* Task statement
Please transcribe, exactly and only, the lines of the records below from the one holding "Detect: blurred background vegetation" to the very end.

* Source records
_ _ _ _ _ _ _

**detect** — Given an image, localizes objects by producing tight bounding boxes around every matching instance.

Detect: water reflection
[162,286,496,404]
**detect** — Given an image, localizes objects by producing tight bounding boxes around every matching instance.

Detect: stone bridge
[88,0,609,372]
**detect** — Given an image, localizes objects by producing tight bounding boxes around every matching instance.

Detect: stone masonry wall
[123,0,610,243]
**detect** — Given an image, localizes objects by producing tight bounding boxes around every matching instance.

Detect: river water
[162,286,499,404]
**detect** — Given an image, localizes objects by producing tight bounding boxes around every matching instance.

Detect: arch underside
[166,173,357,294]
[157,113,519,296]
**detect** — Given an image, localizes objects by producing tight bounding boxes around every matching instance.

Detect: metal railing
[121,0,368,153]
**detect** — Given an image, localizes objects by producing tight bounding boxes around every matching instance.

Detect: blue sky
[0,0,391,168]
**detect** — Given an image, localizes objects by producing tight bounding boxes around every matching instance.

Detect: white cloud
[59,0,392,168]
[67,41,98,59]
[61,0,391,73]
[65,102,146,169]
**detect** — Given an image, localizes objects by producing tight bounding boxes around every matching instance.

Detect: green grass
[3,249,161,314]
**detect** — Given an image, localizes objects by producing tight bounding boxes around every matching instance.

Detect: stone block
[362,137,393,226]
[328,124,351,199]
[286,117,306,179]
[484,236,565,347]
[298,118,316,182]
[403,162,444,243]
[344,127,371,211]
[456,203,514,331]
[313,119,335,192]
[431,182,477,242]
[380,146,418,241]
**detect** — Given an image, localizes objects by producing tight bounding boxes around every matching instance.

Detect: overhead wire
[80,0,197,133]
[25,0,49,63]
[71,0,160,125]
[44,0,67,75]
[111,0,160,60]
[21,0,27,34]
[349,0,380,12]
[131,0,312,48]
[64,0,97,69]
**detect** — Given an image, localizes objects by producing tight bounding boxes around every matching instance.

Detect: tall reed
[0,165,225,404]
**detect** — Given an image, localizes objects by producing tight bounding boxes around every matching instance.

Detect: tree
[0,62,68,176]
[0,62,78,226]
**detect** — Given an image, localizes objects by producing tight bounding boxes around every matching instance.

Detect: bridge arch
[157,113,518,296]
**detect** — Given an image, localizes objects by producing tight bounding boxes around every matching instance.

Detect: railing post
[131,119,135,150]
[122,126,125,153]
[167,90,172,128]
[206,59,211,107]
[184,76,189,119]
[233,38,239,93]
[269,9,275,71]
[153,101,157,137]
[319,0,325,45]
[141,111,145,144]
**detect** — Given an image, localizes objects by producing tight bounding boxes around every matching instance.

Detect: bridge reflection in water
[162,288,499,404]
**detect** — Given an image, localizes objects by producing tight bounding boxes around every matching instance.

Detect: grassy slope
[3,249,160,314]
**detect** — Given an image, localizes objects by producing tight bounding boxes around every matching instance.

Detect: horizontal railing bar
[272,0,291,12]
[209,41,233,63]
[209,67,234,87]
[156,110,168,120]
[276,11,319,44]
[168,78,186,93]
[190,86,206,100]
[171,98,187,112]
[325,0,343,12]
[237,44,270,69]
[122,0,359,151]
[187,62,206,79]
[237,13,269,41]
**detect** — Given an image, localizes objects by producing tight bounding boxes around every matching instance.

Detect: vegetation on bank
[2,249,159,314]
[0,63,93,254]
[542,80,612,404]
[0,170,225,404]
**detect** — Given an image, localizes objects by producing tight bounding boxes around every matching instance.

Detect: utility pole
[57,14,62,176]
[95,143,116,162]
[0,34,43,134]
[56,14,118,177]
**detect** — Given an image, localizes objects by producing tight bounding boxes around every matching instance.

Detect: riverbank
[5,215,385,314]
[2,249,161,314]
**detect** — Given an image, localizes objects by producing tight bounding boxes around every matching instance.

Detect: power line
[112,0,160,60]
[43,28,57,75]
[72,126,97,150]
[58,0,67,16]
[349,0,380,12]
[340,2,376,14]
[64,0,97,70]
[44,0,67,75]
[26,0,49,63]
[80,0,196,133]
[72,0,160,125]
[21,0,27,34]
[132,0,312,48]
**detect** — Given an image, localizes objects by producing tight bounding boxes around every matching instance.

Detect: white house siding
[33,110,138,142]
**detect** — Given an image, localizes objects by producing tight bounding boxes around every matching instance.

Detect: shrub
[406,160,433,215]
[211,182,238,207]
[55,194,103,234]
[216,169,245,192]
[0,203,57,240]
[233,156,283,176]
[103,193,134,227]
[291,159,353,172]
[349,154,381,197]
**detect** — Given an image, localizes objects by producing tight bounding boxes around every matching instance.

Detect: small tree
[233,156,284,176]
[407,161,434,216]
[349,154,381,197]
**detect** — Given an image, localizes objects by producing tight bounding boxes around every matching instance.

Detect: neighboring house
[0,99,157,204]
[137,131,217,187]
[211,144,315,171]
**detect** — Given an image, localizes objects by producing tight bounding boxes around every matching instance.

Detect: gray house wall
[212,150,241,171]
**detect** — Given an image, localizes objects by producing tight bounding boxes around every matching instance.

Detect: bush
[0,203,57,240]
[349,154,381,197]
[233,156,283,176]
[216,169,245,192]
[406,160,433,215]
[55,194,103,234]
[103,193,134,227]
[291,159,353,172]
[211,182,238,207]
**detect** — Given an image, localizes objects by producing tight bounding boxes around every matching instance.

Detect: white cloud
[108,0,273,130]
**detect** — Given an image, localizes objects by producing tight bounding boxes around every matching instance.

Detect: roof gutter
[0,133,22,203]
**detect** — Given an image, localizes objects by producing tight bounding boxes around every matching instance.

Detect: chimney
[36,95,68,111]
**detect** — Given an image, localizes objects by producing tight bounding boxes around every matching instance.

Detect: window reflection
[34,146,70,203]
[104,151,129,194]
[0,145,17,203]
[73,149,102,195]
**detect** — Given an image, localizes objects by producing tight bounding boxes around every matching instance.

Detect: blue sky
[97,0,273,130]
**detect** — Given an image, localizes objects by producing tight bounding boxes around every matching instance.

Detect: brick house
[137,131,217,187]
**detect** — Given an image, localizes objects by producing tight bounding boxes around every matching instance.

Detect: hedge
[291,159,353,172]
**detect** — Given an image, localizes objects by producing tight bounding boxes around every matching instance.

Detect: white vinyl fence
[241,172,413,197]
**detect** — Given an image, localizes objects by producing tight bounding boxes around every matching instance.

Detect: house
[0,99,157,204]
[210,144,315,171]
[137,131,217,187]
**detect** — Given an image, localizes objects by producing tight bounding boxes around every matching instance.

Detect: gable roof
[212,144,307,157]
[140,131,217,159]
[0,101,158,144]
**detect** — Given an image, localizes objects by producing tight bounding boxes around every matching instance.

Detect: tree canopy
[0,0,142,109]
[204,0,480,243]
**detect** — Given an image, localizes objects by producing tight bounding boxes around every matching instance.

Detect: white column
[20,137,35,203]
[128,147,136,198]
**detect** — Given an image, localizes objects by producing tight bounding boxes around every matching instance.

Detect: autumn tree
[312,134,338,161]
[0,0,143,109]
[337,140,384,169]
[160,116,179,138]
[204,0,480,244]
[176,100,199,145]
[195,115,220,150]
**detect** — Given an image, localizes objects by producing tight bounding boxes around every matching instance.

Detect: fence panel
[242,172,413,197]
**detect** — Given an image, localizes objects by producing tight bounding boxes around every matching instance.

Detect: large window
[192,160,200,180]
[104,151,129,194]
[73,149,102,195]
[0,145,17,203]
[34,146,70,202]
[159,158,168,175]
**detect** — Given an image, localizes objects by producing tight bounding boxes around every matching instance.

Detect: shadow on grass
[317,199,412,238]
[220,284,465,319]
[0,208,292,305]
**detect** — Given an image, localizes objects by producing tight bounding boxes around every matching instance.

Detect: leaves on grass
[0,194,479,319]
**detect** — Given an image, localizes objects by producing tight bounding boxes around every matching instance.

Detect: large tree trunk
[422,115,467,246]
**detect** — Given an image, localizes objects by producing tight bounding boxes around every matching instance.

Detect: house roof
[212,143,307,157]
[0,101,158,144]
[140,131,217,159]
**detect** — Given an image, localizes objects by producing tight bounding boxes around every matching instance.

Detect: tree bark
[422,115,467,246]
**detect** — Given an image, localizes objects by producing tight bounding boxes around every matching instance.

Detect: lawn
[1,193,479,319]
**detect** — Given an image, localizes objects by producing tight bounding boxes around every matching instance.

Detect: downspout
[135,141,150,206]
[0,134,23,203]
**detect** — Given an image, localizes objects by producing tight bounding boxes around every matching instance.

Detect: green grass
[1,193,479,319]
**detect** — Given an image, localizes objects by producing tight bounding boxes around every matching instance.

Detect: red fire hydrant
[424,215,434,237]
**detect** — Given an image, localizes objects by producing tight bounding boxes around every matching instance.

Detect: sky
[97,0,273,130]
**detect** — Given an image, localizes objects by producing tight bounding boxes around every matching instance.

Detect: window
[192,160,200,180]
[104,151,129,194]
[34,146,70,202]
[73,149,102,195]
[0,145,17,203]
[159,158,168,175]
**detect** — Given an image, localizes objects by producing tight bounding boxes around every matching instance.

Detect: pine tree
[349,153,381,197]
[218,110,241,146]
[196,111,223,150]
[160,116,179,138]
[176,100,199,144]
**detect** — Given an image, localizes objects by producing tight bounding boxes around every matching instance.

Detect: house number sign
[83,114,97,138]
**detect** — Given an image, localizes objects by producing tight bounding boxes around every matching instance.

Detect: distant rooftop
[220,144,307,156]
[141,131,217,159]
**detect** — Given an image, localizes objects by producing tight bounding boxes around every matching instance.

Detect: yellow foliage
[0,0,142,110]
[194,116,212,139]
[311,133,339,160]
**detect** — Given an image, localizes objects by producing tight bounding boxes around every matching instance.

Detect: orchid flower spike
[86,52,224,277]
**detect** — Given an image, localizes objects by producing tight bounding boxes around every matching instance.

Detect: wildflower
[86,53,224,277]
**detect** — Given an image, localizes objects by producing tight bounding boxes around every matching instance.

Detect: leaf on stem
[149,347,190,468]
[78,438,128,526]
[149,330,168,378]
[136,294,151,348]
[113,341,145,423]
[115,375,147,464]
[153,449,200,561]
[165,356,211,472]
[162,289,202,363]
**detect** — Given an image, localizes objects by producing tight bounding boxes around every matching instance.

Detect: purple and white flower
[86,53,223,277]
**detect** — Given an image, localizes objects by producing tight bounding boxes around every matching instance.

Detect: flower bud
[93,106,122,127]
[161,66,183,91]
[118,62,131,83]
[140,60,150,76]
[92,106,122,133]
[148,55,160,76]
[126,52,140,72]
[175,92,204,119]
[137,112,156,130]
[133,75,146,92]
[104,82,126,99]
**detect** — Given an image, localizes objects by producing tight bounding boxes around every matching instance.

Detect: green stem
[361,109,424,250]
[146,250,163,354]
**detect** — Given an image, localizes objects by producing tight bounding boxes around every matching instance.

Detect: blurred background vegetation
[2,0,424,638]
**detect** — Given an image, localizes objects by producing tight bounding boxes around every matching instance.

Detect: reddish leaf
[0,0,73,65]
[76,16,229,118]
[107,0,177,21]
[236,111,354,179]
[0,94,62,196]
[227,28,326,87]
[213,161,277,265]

_ _ _ _ _ _ _

* Task answer
Detect: blurred background vegetation
[2,0,424,638]
**detect** — Given an image, localizes objects by producing tight bounding boxes around every matching instance.

Detect: reddish leaf
[0,0,73,65]
[76,16,229,118]
[107,0,177,21]
[236,111,354,179]
[0,94,62,196]
[227,28,326,87]
[213,161,277,265]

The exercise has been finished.